## AIM OF THE TASK
Please work out how many of the lines below include "pixel". Only the number should be given.

## DATA EXTRACT

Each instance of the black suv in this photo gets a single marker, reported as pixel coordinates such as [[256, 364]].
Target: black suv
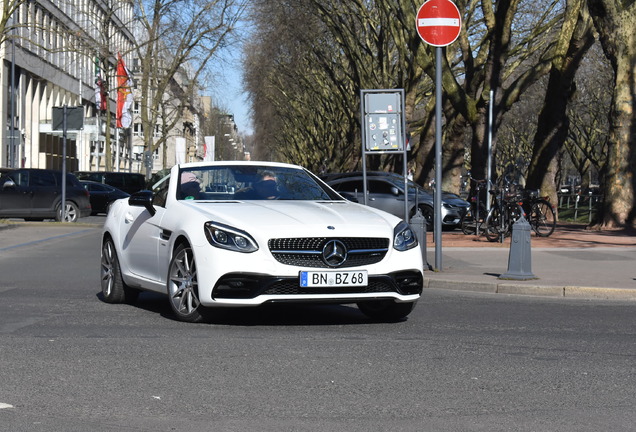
[[36, 194], [128, 182]]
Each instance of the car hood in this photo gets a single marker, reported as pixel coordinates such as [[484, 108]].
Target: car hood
[[298, 218]]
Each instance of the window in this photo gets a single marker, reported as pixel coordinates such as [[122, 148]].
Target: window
[[138, 130]]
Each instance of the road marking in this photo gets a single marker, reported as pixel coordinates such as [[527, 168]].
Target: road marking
[[44, 239]]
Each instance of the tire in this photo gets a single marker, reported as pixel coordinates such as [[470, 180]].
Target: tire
[[182, 286], [385, 310], [542, 218], [72, 212], [494, 228], [114, 290]]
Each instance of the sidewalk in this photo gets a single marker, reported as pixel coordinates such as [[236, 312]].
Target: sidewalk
[[572, 262]]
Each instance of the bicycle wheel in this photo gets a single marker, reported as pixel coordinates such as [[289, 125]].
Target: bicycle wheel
[[468, 224], [496, 225], [542, 218]]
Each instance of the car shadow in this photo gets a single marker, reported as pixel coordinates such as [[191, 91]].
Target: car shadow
[[271, 314]]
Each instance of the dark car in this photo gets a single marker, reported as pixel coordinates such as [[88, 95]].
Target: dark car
[[102, 195], [386, 192], [36, 194], [128, 182]]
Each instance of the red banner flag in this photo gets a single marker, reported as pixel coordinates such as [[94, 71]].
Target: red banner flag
[[124, 95]]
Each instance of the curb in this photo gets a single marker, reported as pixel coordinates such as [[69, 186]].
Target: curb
[[574, 292]]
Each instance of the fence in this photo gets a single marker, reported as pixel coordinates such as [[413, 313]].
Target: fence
[[579, 208]]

## EXERCISE OUTPUT
12